WRITTEN INSTRUCTION 1 - Using the passage on cow pose estimation below, explain in one to three sentences why extracting a skeleton from cows is harder than from humans.
WRITTEN INSTRUCTION 2 -
Answer these questions from the passage on cow pose estimation below.
(a) How many images and instances make up the NWA-FU-Cattle dataset?
(b) What PCKh@0.2 score did the T-LEAP model achieve for unknown cows?
(c) For how many keypoints are APK values compared before and after Transfer Learning?

EXTRACT TO READ -
Estimating cow poses is of significant importance in the field of machine vision. Through the automatic detection of cow pose, potential health problems can be quickly detected and appropriate measures can be taken to avoid causing property damage [15,16]. This technology has the potential to decrease manual labor and enhance management efficiency. For instance, Fan Q employed a bottom-up approach to develop a compact multi-branch network (CMBN) for estimating cattle poses using HRNet [17]. This model achieved an average precision (AP) of 93.2 on the NWA-FU-Cattle dataset, which comprises 2432 images and 3101 instances. However, this method does not consider the time information of keypoints. Li X developed three deep cascade models for robust cow pose estimation using RGB images captured under real conditions on cattle farms [18]. The dataset comprises 2134 images of 33 dairy cows and 30 beef cattle captured in diverse natural poses under real conditions. These three models achieve a mean PCKh@0.5 score of 90.39 for 16 joints. However, they do not consider the temporal information of cow keypoints. Russello H introduced the T-LEAP model, which employs temporal information from videos to estimate the pose of walking cows [19]. This model achieves a PCKh@0.2 score of 93.8% for known cows and 87.6% for unknown cows. However, it was solely tested on images featuring a single cow. The field of human pose estimation has reached a significant level of maturity, enabling the accurate extraction of human skeleton information in various environments [20,21,22,23]. Nevertheless, extracting bone information from cows presents several challenges. Cows have limbs that are highly similar, and accurately distinguishing between forelimbs and hind limbs proves challenging. Additionally, the color of the cow’s fur influences the extraction of its skeleton. Extracting the skeleton becomes more challenging when the farm environment exhibits a similar color to that of the cow’s fur.

To address these challenges, this paper builds upon the research concept of human action recognition [24,25,26]. The well-established human pose estimation model is utilized for estimating cow poses through Transfer Learning. The skeleton extraction model retrieves the skeleton information of the same cow from two consecutive frames and feeds it into the improved MS-TCN model to estimate the cow’s three poses. The performance of the skeleton extraction model is validated by comparing the APK values of 16 keypoints before and after Transfer Learning. Furthermore, a comparison is made between MS-TCN models with various attention mechanisms and activation functions. This study provides two main contributions to the field of precision livestock technology:

Proposing a skeleton extraction method based on PAFs and PCMs for accurately extracting the skeletons of multiple cows in complex environments;
Performing pose estimation utilizing the spatio-temporal information derived from the cows’ skeletons.

(Rows from a dataset)
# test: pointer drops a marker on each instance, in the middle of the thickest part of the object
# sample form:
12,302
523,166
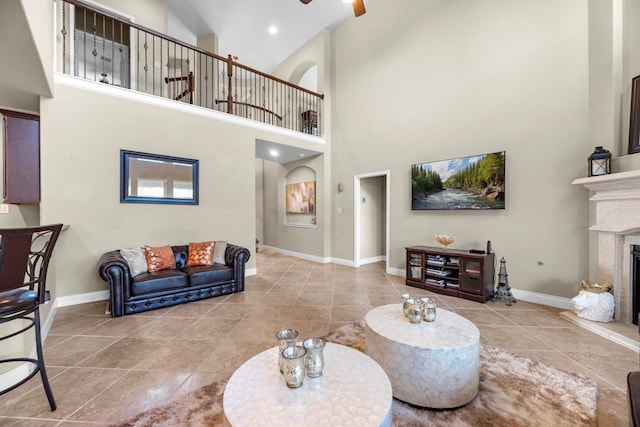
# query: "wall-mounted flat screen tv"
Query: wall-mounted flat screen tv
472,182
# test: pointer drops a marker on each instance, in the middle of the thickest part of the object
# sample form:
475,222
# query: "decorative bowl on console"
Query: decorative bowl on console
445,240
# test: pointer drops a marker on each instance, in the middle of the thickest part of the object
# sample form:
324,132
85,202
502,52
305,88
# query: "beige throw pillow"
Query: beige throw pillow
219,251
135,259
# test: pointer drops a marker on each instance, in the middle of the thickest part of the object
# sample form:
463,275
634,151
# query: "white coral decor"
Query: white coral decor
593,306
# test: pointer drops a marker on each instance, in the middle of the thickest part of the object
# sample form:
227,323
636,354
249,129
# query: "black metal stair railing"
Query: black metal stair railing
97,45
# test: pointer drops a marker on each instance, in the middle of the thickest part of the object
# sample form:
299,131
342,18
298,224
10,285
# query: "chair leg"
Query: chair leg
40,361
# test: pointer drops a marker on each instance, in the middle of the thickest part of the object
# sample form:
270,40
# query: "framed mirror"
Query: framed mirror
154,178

...

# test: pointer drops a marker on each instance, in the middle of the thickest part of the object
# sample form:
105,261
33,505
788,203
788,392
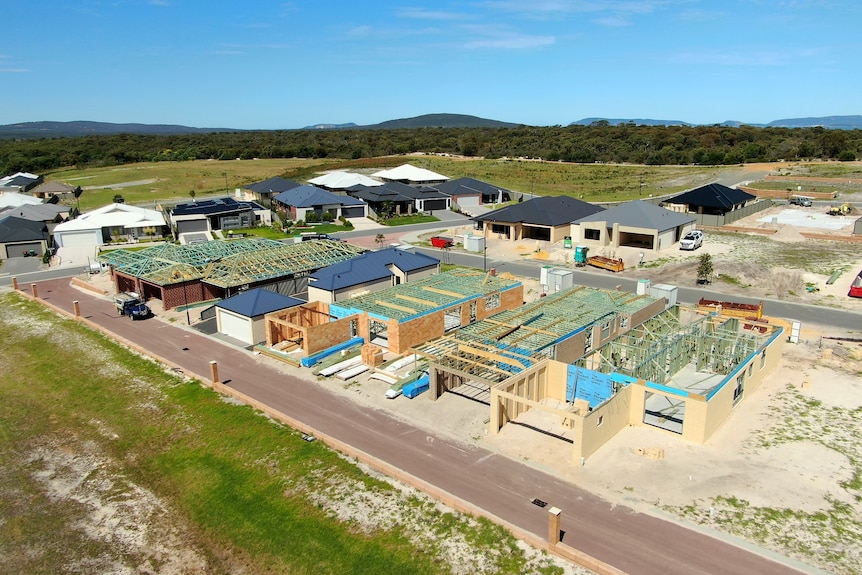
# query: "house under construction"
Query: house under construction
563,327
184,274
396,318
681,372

TASK RESULT 1 - Cows have highly similar limbs, which makes it hard to tell the forelimbs from the hind limbs. The color of a cow's fur also affects skeleton extraction. This becomes even harder when the farm environment has a color similar to the fur.

TASK RESULT 2 -
(a) 2432 images and 3101 instances.
(b) 87.6%.
(c) 16 keypoints.